TO DO -
Express every line of the entries below as a JSON list of strings, one string per line, leaving out blank lines.

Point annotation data
-- START --
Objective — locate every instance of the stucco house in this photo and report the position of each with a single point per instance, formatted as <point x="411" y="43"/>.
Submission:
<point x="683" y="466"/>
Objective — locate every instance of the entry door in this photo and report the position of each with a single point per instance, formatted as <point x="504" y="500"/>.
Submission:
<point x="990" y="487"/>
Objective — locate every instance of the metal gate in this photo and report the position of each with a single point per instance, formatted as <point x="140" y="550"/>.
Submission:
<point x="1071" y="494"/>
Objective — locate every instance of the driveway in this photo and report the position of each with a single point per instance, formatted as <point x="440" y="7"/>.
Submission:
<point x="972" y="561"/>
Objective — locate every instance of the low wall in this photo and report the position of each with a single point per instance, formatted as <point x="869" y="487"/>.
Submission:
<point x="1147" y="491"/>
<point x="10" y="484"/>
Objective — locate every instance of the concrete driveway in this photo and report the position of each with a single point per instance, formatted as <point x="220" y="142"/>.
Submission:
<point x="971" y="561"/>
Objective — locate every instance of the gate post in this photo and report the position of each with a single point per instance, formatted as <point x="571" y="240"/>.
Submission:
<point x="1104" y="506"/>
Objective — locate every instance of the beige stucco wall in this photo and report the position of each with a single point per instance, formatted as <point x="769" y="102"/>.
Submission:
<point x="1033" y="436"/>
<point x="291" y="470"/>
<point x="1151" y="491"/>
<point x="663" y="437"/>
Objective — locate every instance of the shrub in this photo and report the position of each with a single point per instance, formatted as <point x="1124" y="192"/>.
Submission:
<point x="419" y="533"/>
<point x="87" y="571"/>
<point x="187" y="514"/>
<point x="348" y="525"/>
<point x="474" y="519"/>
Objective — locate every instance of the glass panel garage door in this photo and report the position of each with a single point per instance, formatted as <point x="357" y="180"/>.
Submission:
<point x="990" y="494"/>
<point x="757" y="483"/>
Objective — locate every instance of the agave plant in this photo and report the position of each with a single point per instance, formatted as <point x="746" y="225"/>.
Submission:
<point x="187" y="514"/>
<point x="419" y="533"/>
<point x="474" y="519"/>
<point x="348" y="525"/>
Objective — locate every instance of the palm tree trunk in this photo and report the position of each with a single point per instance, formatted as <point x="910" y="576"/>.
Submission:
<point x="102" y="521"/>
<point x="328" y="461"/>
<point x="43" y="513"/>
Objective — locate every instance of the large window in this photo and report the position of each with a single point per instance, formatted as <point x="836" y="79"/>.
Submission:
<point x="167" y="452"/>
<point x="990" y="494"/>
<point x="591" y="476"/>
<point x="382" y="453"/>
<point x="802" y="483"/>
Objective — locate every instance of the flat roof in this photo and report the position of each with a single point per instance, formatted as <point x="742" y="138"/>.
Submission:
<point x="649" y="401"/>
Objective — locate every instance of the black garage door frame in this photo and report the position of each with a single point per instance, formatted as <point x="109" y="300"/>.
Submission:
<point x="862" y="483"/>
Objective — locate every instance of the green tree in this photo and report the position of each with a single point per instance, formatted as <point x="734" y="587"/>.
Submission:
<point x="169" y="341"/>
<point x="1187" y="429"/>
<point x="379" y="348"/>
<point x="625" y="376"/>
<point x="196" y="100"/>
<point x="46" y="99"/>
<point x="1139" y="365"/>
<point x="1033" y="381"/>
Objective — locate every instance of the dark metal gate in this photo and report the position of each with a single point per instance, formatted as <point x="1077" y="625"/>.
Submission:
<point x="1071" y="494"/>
-- END --
OUTPUT -
[
  "Objective — locate every instance of the stucco house in this photo and report the position of each with a single point per instance, formatted as <point x=\"411\" y=\"43\"/>.",
  "Submission:",
  "<point x=\"683\" y=\"466\"/>",
  "Objective — locate every instance of the entry door in this photo and report the position of each with a single point per instance, formatted as <point x=\"504\" y=\"500\"/>.",
  "Submission:",
  "<point x=\"990\" y=\"487\"/>",
  "Objective — locate every instance of the metal gate in this photo and report the position of each with a single point per instance, formatted as <point x=\"140\" y=\"550\"/>.",
  "Submission:",
  "<point x=\"1071\" y=\"494\"/>",
  "Objective — locate every instance of the driveway in this photo and report the position of each with a single point per instance, formatted as <point x=\"440\" y=\"7\"/>.",
  "Submission:",
  "<point x=\"972\" y=\"561\"/>",
  "Objective — locate every instance of the low wall in this photo and report the position of each with a single point per instance, formatted as <point x=\"869\" y=\"487\"/>.",
  "Submission:",
  "<point x=\"1147\" y=\"491\"/>",
  "<point x=\"10\" y=\"484\"/>",
  "Objective — locate every instance of the concrete driveway in this photo and report the position of each with a single point per instance, formatted as <point x=\"220\" y=\"142\"/>.",
  "Submission:",
  "<point x=\"971\" y=\"561\"/>",
  "Objective — locate every instance of the gate post in this photo and report the position of each with a single point per instance, formatted as <point x=\"571\" y=\"240\"/>.",
  "Submission:",
  "<point x=\"1104\" y=\"506\"/>",
  "Objective — locate every instance of the beige stucco wall in this photo and report the position of each with a single point per instance, formatted as <point x=\"769\" y=\"102\"/>.",
  "Submission:",
  "<point x=\"1033\" y=\"436\"/>",
  "<point x=\"291\" y=\"470\"/>",
  "<point x=\"1151\" y=\"491\"/>",
  "<point x=\"663\" y=\"437\"/>",
  "Objective — locate every instance of the shrub in this photo and report the position of each with a single point per instance, formatted as <point x=\"1124\" y=\"192\"/>.",
  "Submission:",
  "<point x=\"419\" y=\"533\"/>",
  "<point x=\"87\" y=\"571\"/>",
  "<point x=\"187\" y=\"514\"/>",
  "<point x=\"348\" y=\"525\"/>",
  "<point x=\"474\" y=\"519\"/>",
  "Objective — locate every instance of the glass panel garage door in this photo and report the position of each with a single point per instance, formatted as <point x=\"357\" y=\"180\"/>.",
  "Submission:",
  "<point x=\"990\" y=\"494\"/>",
  "<point x=\"757\" y=\"483\"/>",
  "Objective — locate every instance of the agave plant in this photo and report the position of each with a single point per instance, formatted as <point x=\"746\" y=\"225\"/>.",
  "Submission:",
  "<point x=\"187\" y=\"514\"/>",
  "<point x=\"419\" y=\"533\"/>",
  "<point x=\"474\" y=\"519\"/>",
  "<point x=\"348\" y=\"525\"/>",
  "Objective — locate every instance of the palm tree trunk in this photo and report the position of each with a single point per instance, formatted as <point x=\"910\" y=\"576\"/>.",
  "Submission:",
  "<point x=\"102\" y=\"521\"/>",
  "<point x=\"328\" y=\"461\"/>",
  "<point x=\"43\" y=\"513\"/>",
  "Objective — locate every instance of the large window in this photo and report the position of each with a single point per instance, formatted as <point x=\"836\" y=\"79\"/>.",
  "Submission:",
  "<point x=\"167\" y=\"452\"/>",
  "<point x=\"990\" y=\"494\"/>",
  "<point x=\"591\" y=\"476\"/>",
  "<point x=\"382\" y=\"453\"/>",
  "<point x=\"802\" y=\"483\"/>",
  "Objective — locate every instance of the flat roof in this photo and report the position of each with a single point per instance, formatted as <point x=\"742\" y=\"138\"/>.",
  "Submission:",
  "<point x=\"649\" y=\"401\"/>",
  "Objective — locate every instance of the black garage door frame in this photo and report the position of each with a single point per instance, formatted as <point x=\"109\" y=\"300\"/>.",
  "Submission:",
  "<point x=\"862\" y=\"483\"/>",
  "Objective — locate every instance of the green tree in this photo and report the position of each with a single point per instance, formatted as <point x=\"734\" y=\"587\"/>.",
  "Submission:",
  "<point x=\"169\" y=\"341\"/>",
  "<point x=\"1187\" y=\"429\"/>",
  "<point x=\"379\" y=\"348\"/>",
  "<point x=\"625\" y=\"376\"/>",
  "<point x=\"196\" y=\"100\"/>",
  "<point x=\"46\" y=\"99\"/>",
  "<point x=\"1139\" y=\"365\"/>",
  "<point x=\"1033\" y=\"381\"/>",
  "Objective — locate every instance of the dark metal gate in this photo and report the position of each with a single point per instance, formatted as <point x=\"1077\" y=\"625\"/>.",
  "Submission:",
  "<point x=\"1071\" y=\"494\"/>"
]